> STATED TASK
Take the listing and print it in full, exactly as given.
- - - - -
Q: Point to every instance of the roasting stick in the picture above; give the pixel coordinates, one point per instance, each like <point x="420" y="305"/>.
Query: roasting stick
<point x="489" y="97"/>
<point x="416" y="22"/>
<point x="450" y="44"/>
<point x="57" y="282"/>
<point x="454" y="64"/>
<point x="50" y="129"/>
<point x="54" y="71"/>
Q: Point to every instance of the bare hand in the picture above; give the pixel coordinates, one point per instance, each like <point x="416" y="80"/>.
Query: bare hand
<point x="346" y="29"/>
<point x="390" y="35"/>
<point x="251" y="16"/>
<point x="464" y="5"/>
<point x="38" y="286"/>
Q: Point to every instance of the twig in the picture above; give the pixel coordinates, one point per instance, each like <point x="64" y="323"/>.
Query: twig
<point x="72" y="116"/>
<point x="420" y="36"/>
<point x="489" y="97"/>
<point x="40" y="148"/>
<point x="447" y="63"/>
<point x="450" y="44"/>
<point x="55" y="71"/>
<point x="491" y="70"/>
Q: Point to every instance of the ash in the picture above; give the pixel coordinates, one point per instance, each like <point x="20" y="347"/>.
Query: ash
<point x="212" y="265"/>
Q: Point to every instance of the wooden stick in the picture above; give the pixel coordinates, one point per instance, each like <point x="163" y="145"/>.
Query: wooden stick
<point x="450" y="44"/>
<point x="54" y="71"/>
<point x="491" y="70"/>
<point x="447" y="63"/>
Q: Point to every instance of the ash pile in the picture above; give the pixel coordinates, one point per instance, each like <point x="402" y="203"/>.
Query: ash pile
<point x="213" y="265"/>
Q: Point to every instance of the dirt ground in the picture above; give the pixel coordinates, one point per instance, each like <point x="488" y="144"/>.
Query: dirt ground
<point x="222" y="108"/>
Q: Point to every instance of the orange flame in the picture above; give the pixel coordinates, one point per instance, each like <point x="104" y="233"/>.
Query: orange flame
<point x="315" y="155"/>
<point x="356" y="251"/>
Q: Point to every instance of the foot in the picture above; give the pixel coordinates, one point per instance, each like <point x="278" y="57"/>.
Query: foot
- - - - -
> CORRECT OUTPUT
Q: Point to every instance of the roasting stick in the picture above; give the pixel coordinates, one point per instance, each like <point x="420" y="305"/>.
Query: roasting stick
<point x="489" y="97"/>
<point x="416" y="22"/>
<point x="450" y="44"/>
<point x="57" y="282"/>
<point x="454" y="64"/>
<point x="50" y="129"/>
<point x="54" y="71"/>
Q: Point to every instance of the bare hand in the picture above; give the pixel coordinates, one point per instance, each like <point x="416" y="80"/>.
Query: bare hand
<point x="346" y="29"/>
<point x="390" y="35"/>
<point x="251" y="16"/>
<point x="464" y="5"/>
<point x="38" y="286"/>
Q: Point to every instance of the twig in the picture above; give the pixel coordinates, one point per instance, each like <point x="64" y="323"/>.
Query: twig
<point x="72" y="116"/>
<point x="420" y="36"/>
<point x="489" y="97"/>
<point x="40" y="148"/>
<point x="447" y="63"/>
<point x="450" y="44"/>
<point x="55" y="71"/>
<point x="491" y="70"/>
Q: Point to every instance of the ash in the picture above; give the pixel coordinates, one point per instance, each like <point x="20" y="347"/>.
Query: ash
<point x="212" y="265"/>
Q: Point to every instance of the wooden stick in the picture above; give the pixel coordinates, one point per instance, each like <point x="163" y="145"/>.
Query: wooden stick
<point x="450" y="44"/>
<point x="54" y="71"/>
<point x="491" y="70"/>
<point x="447" y="63"/>
Q: Point to every instance of the ash pile in the picture above; give the pixel coordinates, one point per instance, each like <point x="402" y="203"/>.
Query: ash pile
<point x="213" y="265"/>
Q: Point to every instance of the dirt ground in the picture above; give the pixel coordinates, one point per instance, each like <point x="488" y="144"/>.
Query: dirt ground
<point x="222" y="108"/>
Q: Point to every instance of the orange flame in the picture above; give the pixel coordinates, one point per instance, each like <point x="104" y="233"/>.
Query: orange flame
<point x="315" y="155"/>
<point x="356" y="251"/>
Q: Point to every instance of the foot in the picture above; give the pixel coordinates, one point per instance, each like <point x="278" y="57"/>.
Query: foot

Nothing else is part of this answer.